■ What the task requires
First find the line with "chocolate bar in" in the entries below, then set down exactly every line through the line with "Would it be possible for you to pinpoint the chocolate chunk", that line included.

(Stored data entries)

= = = = = = =

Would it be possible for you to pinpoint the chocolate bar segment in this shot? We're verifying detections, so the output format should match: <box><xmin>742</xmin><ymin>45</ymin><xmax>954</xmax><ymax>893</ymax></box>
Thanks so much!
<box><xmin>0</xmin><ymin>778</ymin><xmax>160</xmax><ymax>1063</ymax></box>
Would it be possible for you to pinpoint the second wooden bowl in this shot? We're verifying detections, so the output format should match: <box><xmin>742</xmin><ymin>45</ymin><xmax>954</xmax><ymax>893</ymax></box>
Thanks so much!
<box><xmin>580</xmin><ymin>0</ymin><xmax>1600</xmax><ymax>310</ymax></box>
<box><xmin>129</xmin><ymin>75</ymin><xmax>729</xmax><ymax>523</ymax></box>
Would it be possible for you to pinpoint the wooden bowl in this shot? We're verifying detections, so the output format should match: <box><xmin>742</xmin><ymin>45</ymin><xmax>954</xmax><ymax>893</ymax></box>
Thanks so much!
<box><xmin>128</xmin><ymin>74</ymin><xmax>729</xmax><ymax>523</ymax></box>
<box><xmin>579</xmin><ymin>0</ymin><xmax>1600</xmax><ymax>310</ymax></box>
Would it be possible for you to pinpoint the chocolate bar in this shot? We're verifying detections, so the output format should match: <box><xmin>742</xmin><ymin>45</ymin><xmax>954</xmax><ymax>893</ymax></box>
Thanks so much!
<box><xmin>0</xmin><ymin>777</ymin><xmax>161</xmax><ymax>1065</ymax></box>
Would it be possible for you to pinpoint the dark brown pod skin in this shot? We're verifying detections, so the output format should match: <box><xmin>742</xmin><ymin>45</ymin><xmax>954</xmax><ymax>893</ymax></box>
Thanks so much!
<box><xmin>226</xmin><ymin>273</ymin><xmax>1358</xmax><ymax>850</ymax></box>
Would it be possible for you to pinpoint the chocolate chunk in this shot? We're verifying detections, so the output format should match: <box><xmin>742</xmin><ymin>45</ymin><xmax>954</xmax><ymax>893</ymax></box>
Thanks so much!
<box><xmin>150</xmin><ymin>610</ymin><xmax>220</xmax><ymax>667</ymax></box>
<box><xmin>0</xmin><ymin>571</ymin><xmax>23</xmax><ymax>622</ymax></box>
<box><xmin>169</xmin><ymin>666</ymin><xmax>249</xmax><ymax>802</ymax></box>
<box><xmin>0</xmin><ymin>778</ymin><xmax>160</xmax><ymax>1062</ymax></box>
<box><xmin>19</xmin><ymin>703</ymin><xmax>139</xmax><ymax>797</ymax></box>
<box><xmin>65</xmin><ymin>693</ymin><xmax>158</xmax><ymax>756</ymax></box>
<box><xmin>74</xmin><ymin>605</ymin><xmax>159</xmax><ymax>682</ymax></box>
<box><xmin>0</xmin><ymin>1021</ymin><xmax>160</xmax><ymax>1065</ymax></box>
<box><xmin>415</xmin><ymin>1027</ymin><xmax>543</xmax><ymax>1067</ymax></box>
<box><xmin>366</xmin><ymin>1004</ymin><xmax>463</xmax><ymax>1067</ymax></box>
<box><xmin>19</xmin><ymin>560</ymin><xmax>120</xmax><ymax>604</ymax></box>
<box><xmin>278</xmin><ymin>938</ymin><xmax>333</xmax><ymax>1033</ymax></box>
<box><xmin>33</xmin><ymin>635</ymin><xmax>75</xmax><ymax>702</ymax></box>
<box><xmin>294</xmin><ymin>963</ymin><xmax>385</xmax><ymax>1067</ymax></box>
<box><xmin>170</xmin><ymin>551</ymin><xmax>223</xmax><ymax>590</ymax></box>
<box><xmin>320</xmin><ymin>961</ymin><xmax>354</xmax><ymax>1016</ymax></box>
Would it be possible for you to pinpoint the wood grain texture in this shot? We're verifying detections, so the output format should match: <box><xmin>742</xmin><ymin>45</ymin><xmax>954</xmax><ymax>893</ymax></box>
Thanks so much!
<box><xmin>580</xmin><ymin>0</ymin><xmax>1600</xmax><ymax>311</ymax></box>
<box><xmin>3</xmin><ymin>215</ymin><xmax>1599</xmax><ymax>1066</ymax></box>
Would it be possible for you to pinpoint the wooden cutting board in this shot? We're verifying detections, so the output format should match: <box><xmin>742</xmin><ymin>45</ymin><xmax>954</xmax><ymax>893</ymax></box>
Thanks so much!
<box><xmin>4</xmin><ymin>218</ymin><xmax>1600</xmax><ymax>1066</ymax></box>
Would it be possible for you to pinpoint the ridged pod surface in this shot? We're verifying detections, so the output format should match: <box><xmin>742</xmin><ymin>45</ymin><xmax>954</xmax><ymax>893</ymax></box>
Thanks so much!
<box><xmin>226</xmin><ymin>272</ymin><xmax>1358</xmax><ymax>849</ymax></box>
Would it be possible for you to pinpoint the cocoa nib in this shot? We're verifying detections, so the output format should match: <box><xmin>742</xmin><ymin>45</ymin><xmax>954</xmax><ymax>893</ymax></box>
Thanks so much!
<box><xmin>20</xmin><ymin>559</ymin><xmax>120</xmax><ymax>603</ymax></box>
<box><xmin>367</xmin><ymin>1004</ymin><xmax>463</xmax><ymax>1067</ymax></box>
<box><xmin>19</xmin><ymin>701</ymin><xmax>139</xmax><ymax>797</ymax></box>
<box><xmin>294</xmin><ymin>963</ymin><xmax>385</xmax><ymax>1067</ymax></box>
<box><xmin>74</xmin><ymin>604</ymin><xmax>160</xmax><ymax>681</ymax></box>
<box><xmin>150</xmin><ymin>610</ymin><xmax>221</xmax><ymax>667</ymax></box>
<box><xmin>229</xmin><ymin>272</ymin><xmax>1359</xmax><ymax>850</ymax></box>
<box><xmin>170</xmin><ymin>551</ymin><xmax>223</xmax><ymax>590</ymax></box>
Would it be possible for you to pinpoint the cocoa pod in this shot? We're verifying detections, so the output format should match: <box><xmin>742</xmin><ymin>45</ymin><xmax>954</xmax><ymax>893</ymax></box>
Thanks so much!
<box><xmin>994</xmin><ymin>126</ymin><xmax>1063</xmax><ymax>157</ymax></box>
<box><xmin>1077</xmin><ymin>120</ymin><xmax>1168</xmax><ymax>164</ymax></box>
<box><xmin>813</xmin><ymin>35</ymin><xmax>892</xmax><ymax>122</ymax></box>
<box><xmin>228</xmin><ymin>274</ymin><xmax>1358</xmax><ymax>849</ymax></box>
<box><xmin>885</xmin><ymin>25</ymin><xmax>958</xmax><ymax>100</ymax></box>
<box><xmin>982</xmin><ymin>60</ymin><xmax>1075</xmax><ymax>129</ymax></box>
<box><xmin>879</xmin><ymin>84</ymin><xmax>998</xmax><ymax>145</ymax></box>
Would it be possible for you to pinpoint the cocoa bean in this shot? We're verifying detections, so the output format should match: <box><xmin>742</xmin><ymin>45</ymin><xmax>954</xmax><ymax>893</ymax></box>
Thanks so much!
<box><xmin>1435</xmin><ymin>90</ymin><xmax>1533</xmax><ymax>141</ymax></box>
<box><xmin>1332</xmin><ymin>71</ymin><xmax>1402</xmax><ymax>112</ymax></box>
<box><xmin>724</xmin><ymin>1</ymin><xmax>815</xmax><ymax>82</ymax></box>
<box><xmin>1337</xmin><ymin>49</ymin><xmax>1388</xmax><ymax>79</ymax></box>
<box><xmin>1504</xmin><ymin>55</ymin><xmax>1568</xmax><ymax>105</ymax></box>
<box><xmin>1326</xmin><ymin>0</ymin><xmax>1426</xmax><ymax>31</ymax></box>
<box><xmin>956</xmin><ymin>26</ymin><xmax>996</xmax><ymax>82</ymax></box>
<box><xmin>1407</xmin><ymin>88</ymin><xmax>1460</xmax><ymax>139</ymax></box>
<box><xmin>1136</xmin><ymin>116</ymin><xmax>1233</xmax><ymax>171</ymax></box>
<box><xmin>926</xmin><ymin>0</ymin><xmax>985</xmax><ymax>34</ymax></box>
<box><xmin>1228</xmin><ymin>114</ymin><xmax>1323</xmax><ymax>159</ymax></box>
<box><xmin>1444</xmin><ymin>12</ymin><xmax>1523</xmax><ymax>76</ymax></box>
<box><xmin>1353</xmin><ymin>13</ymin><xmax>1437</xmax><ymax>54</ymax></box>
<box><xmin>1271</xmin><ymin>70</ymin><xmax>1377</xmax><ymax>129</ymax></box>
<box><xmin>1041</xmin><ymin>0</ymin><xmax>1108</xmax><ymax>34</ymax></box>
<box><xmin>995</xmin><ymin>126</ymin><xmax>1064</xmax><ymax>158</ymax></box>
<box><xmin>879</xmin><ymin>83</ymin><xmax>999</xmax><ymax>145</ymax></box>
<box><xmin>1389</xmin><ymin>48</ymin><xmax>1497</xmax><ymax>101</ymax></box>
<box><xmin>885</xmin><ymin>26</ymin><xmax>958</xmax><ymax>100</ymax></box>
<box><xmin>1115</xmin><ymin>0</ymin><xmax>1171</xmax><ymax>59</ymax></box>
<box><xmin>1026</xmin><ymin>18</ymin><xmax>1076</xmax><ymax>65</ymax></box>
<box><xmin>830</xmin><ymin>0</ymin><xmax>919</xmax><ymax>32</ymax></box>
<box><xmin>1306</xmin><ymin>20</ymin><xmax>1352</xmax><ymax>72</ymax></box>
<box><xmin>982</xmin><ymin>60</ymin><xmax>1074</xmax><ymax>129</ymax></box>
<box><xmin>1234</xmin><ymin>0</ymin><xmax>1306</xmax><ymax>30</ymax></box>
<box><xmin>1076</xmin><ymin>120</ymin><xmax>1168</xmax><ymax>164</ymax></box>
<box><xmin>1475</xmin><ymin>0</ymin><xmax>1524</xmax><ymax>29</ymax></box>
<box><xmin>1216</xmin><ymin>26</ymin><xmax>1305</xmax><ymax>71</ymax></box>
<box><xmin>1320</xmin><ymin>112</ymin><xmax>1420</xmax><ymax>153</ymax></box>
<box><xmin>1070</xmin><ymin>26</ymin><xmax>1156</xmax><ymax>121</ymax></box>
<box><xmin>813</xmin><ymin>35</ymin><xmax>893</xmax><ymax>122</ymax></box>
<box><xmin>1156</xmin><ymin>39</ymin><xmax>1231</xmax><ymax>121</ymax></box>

= = = = = = =

■ Task solution
Would it be possible for you to pinpoint the chocolate bar in this shot? We're verifying detections, so the output format should match: <box><xmin>742</xmin><ymin>45</ymin><xmax>954</xmax><ymax>893</ymax></box>
Thanks so much!
<box><xmin>0</xmin><ymin>777</ymin><xmax>161</xmax><ymax>1065</ymax></box>
Would it be possible for you to pinpoint the dark brown pod skin in this shot? We're verifying detections, so the output format should match: <box><xmin>742</xmin><ymin>45</ymin><xmax>954</xmax><ymax>893</ymax></box>
Thanks so much!
<box><xmin>226</xmin><ymin>273</ymin><xmax>1358</xmax><ymax>850</ymax></box>
Would it be possible for you to pinpoint the chocolate chunk in this shot? We're verifying detections, so the output format should match: <box><xmin>742</xmin><ymin>45</ymin><xmax>954</xmax><ymax>893</ymax></box>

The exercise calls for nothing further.